» **Texte extrait**
* * * * * * * * *

La BBC a donné une visibilité médiatique énorme à cette chanson en l'utilisant pour illustrer l'élimination de l'Angleterre en quart de finale de la Coupe du Monde. Je me demande si EMI a été/est/va être tenté d'en faire un single. Un succès massif serait en effet une bien mauvaise blague pour l'ego des compositeurs Neil Tennant et Chris Lowe, obligés d'admettre qu'il ne sont plus capables de rencontrer le grand public qu'en chantant les chansons des autres (voir aussi Go West). En tout cas, je ne peux plus écouter la chanson sans voir Michael Owen se bousiller le genou au ralenti ou entendre les déclarations optimistes de Sven-Goran Eriksson et David Beckham à l'entrée du second tour.

6. God Willing (5)
Intermède quasi-instrumental où Neil Tennant se laisse juste aller à quelques "lalala lalala" discrets. Sa présence au milieu de l'album est sans doute un moyen de rappeller la séparation des anciens 33 tours en deux faces distinctes (on y avait même vu à une époque la preuve que Fundamental serait un album concept sur la guerre en Irak). A chaque fois que le morceau se termine, j'ai envie d'enchaîner avec Never Can Say Goodbye des Communards, dont l'intro doit sans doute être basé sur les mêmes harmonies.

7. Luna Park (10)

* * * * * * * * *

» **Données étudiées**
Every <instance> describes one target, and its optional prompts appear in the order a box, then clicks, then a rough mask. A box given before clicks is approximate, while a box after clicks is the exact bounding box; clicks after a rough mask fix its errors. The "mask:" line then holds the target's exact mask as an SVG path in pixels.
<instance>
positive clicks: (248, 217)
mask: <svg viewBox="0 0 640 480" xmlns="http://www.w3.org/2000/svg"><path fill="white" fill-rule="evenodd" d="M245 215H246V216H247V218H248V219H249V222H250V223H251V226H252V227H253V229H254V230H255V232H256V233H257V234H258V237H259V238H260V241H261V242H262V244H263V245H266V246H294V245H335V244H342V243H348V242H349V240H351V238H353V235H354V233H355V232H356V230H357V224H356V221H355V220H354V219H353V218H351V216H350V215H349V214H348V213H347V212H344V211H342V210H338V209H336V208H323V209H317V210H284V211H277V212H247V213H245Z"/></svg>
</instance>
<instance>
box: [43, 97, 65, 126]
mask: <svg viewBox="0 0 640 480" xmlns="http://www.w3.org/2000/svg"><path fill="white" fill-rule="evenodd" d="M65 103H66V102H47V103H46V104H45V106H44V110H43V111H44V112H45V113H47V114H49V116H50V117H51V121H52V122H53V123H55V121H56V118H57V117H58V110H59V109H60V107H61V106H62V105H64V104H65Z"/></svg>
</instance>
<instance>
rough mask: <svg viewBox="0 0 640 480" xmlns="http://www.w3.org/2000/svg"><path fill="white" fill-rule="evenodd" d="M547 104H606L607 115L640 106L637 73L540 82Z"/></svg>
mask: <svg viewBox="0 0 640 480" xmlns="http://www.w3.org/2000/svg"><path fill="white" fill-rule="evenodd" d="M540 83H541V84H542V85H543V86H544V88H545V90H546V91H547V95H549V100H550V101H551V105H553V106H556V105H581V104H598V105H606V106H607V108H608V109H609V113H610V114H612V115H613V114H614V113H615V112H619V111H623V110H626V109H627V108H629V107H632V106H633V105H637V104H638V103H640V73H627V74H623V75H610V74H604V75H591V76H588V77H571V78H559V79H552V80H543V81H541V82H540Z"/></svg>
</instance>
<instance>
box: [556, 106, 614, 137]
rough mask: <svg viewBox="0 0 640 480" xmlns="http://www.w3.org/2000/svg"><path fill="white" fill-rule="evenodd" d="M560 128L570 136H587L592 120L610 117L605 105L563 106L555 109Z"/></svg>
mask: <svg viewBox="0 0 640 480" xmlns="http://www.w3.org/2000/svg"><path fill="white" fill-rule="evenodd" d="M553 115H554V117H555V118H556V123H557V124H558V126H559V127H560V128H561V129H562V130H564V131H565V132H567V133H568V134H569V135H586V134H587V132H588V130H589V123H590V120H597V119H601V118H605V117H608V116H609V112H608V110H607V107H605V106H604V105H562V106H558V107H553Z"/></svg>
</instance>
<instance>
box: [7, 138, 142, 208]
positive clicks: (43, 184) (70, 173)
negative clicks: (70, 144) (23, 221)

* * * * * * * * *

Recopiez à l'identique, dans la critique de l'album Fundamental, le passage allant de « La BBC a donné » jusqu'à « du second tour. ».

La BBC a donné une visibilité médiatique énorme à cette chanson en l'utilisant pour illustrer l'élimination de l'Angleterre en quart de finale de la Coupe du Monde. Je me demande si EMI a été/est/va être tenté d'en faire un single. Un succès massif serait en effet une bien mauvaise blague pour l'ego des compositeurs Neil Tennant et Chris Lowe, obligés d'admettre qu'il ne sont plus capables de rencontrer le grand public qu'en chantant les chansons des autres (voir aussi Go West). En tout cas, je ne peux plus écouter la chanson sans voir Michael Owen se bousiller le genou au ralenti ou entendre les déclarations optimistes de Sven-Goran Eriksson et David Beckham à l'entrée du second tour.